Exercise instructions: Write down each entry precisely as given.
-- Dataset excerpts follows --
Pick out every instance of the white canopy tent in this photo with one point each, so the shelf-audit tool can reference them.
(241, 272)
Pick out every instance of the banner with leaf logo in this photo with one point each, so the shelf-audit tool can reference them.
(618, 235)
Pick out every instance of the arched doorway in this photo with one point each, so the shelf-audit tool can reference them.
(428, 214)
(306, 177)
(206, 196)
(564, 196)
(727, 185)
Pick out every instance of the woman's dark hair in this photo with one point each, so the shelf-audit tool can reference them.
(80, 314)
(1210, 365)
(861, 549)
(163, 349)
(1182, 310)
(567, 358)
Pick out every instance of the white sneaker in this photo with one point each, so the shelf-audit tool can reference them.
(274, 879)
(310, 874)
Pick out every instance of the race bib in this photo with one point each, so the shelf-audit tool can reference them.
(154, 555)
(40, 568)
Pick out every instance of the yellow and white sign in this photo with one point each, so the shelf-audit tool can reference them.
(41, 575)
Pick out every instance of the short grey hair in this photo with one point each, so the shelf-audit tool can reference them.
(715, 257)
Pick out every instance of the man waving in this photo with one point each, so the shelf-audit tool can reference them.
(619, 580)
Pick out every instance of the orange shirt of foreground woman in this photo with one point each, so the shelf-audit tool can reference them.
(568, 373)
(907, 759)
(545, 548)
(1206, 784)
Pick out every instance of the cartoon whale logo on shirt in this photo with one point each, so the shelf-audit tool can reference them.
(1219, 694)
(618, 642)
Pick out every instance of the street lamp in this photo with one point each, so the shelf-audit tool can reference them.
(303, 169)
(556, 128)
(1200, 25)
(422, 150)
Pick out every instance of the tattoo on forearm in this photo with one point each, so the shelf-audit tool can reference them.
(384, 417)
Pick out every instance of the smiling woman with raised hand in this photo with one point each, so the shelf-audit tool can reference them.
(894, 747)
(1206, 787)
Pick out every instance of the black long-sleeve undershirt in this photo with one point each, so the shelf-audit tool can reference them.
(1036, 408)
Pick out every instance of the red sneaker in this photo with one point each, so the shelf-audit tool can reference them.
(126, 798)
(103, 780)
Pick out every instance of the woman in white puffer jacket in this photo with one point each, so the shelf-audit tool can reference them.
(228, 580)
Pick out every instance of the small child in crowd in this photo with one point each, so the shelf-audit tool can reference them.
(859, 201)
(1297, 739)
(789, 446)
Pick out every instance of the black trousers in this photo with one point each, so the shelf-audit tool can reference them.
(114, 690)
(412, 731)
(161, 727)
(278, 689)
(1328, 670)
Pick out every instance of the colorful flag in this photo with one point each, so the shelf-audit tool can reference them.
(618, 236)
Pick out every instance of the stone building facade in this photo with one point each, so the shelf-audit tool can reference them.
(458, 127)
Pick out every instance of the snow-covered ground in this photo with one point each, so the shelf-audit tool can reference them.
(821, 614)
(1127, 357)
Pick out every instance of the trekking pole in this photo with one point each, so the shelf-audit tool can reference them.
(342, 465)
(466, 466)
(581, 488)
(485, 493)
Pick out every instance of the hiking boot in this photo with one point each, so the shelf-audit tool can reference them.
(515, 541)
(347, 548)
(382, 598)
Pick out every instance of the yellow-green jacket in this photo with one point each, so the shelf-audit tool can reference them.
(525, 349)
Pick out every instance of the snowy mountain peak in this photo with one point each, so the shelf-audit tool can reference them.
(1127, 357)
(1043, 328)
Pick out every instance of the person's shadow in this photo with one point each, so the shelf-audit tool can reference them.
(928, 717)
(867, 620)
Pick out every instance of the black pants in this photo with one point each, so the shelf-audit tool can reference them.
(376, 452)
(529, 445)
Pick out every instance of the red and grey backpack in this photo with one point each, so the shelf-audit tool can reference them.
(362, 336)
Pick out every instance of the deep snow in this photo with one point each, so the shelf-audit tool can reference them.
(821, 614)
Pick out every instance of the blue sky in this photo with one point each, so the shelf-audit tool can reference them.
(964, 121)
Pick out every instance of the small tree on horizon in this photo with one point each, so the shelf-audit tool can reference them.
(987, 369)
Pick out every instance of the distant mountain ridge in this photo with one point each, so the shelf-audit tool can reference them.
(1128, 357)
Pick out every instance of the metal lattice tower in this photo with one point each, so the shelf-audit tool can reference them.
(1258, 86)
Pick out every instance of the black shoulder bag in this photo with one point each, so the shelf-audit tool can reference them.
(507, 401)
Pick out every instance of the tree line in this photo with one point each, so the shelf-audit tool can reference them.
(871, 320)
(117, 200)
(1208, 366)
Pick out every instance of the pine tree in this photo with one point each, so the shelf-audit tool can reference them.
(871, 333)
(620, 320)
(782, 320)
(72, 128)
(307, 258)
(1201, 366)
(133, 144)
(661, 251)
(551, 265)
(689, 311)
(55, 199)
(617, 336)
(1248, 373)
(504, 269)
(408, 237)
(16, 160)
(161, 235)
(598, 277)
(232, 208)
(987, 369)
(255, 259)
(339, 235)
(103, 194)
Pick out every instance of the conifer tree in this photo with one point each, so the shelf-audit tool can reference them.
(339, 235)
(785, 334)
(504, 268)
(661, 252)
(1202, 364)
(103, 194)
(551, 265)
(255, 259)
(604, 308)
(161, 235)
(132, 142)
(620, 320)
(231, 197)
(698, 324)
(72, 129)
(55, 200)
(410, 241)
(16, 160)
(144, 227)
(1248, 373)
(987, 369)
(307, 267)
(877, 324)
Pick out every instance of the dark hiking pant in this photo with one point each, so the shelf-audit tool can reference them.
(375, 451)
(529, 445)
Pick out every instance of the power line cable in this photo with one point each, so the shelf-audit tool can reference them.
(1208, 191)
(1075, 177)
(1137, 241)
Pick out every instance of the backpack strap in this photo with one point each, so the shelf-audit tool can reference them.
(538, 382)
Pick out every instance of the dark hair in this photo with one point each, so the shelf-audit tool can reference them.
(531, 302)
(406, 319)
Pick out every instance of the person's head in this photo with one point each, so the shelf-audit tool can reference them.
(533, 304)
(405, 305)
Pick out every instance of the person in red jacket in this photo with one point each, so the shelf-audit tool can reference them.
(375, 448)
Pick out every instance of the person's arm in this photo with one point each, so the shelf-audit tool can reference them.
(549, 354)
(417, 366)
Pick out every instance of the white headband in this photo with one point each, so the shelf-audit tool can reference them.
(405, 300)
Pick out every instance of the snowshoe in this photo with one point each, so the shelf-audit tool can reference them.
-- Dataset excerpts concluded --
Your response:
Pick out every instance of the white canopy tent in this photo with one point each, so the shelf-audit tool can reference them.
(241, 272)
Pick out every instance of the banner with leaf logo in this photo with one point each, so the shelf-audit tool can reference them.
(618, 235)
Pick out every instance of the arched doorway in this photo with one point each, so the shelf-audit tool can reference them.
(428, 214)
(306, 177)
(206, 196)
(564, 196)
(727, 185)
Pick out every instance of the woman's dark hair in this photo with one point each, so the shelf-audit tool can reference them.
(80, 314)
(1210, 365)
(861, 549)
(163, 349)
(1182, 310)
(567, 358)
Pick out every instance of the white sneaker in this photo with one point each, so the shelf-audit tool can reference them.
(274, 879)
(310, 874)
Pick out every instance of the race bib in this photo with one point each, so the shelf-audit tool can reference them.
(154, 555)
(40, 568)
Pick out every instance of the yellow and white sign in this photo with one point each, so the shelf-audit tool can reference them.
(41, 575)
Pick out every instance of the short grey hair in this photo with one point each, so the shelf-audit tool can reference them.
(715, 257)
Pick out every instance of the man waving in this photo with one point each, so the shelf-audit tool can reference them.
(619, 580)
Pick out every instance of the orange shirt of foreground woman in this photo with one point each, so the shelf-audit tool can reference them.
(568, 373)
(907, 759)
(545, 548)
(1206, 784)
Pick out every instance of the cartoon whale logo on shirt in this photo with one point each, so the shelf-audit tool can reference them.
(1219, 694)
(618, 642)
Pick out every instance of the street lamp in this photo with one point each, so the shelf-audit tool can reference them.
(303, 169)
(556, 128)
(1200, 25)
(422, 150)
Pick out every instance of the tattoo on forearm in this photo with one point each, so the shelf-audit tool can reference them.
(384, 417)
Pick out every instance of the smiling woman with raised hand in this photo with one point each, so the shelf-audit tool can reference them.
(894, 747)
(1206, 787)
Pick out every instance of the black long-sleeve undershirt in this photo with one point each, so the shelf-audit tool can reference them.
(1036, 408)
Pick out every instance of the red sneaker in this photo with one point each, so the shelf-audit tool can reference them.
(126, 798)
(103, 780)
Pick out every instance of the woman in white puffer jacket in this photo with one point each, so the shelf-audit tool can reference them.
(228, 580)
Pick out every instance of the small child in crowd in this photo with one point each, so the shelf-audit tool can reference them.
(859, 201)
(1297, 739)
(789, 446)
Pick out every instance of the black trousers in this photo with one point each, so the shelf-audit tool can reference them.
(114, 690)
(412, 731)
(161, 727)
(278, 689)
(1328, 670)
Pick out every instance of the colorful flag in this photo with one point each, so the shelf-audit tool can reference them.
(618, 236)
Pick out every instance of the stone building facade in this photo with one point each, so the shelf-audit tool can reference them.
(458, 127)
Pick out every instance of the snow-covered ground in this photo with one point each, so the shelf-audit tool can reference them.
(821, 614)
(1127, 357)
Pick out every instance of the trekking pole in this photo with one point each, so the shelf-audit tool can reference them.
(342, 465)
(466, 466)
(581, 488)
(485, 493)
Pick out every instance of the hiking boot in this photo with one point each, so the shelf-audit tool can reference them.
(515, 541)
(347, 548)
(382, 598)
Pick out every instance of the yellow-green jacket in this photo with one point each, so the shelf-audit tool can reference them.
(525, 349)
Pick out every instance of the snowy mountain peak in this photo with one point each, so the shelf-audit tool can reference them.
(1127, 357)
(1043, 328)
Pick out every instance of the person's shadow in this photo with one point each, so the shelf-audit tool can reference them.
(928, 717)
(867, 620)
Pick out every instance of the black pants in this photo with one point each, so the shelf-audit tool can reference them.
(376, 452)
(529, 445)
Pick out every instance of the red and grey backpack in this photo with one point each, so the shelf-audit tool can reference them.
(362, 336)
Pick out every instance of the deep snow in this photo with one point each, so the shelf-audit tool can reference them.
(821, 614)
Pick out every instance of the blue sky in this photo with one point each, so the shelf-audit tool can reference them.
(964, 121)
Pick out every instance of the small tree on horizon in this photo with one point each, so the shelf-audit tool can reference them.
(987, 369)
Pick out every instance of the distant mountain ridge in this photo with one point each, so the shelf-audit tool can reference them.
(1128, 357)
Pick out every instance of the metal lattice tower in this photo with one point each, so the shelf-audit tool can reference them.
(1258, 86)
Pick out every instance of the black shoulder bag in this photo with one point each, so the shelf-audit tool can reference them.
(507, 401)
Pick out every instance of the tree line in this photo with one point each, so the shelf-audit tool can reference them.
(871, 320)
(117, 200)
(1208, 366)
Pick out every instance of the pine tree in this photo with one point each, so the shelf-audit tool can reference them.
(871, 333)
(620, 320)
(782, 320)
(72, 128)
(307, 258)
(1201, 366)
(133, 144)
(661, 251)
(551, 265)
(689, 311)
(55, 199)
(617, 336)
(1248, 373)
(504, 269)
(408, 237)
(16, 160)
(161, 235)
(598, 277)
(232, 208)
(987, 369)
(255, 259)
(339, 235)
(103, 194)
Pick out every instance of the conifer tree in this photo with one point each, so the shelf-audit tool can reference them.
(339, 235)
(785, 334)
(504, 268)
(661, 252)
(1202, 364)
(103, 194)
(551, 265)
(255, 259)
(604, 308)
(161, 235)
(132, 142)
(620, 320)
(231, 197)
(698, 324)
(72, 129)
(55, 200)
(410, 241)
(16, 160)
(144, 227)
(1248, 373)
(987, 369)
(307, 267)
(877, 324)
Pick out every instance of the dark hiking pant in this photo with one point each, so the shelf-audit tool can reference them.
(375, 451)
(529, 445)
Pick out every instance of the power line cable in this photo with one point each, so the shelf-audit tool can reference them.
(1208, 191)
(1075, 177)
(1137, 241)
Pick out every instance of the backpack strap in this photo with one point each, so the shelf-audit tool can reference them.
(538, 382)
Pick out every instance of the dark hair in this photo with one point each, so the shelf-audit tool can reference them.
(531, 302)
(406, 319)
Pick out every instance of the person's head in this photo with one point each, so the shelf-audit tool can reference them.
(533, 304)
(405, 305)
Pick out every instance of the person in red jacket in this photo with one point each, so the shelf-audit tool can reference them.
(375, 448)
Pick out every instance of the person's arm in this photo with one point each, so the shelf-audit tool can reference them.
(549, 354)
(417, 366)
Pick out every instance of the white headband in this photo with one point each, so the shelf-audit tool can reference them.
(405, 300)
Pick out every instance of the snowshoe in this photo with one point each, so the shelf-audit tool can reference them.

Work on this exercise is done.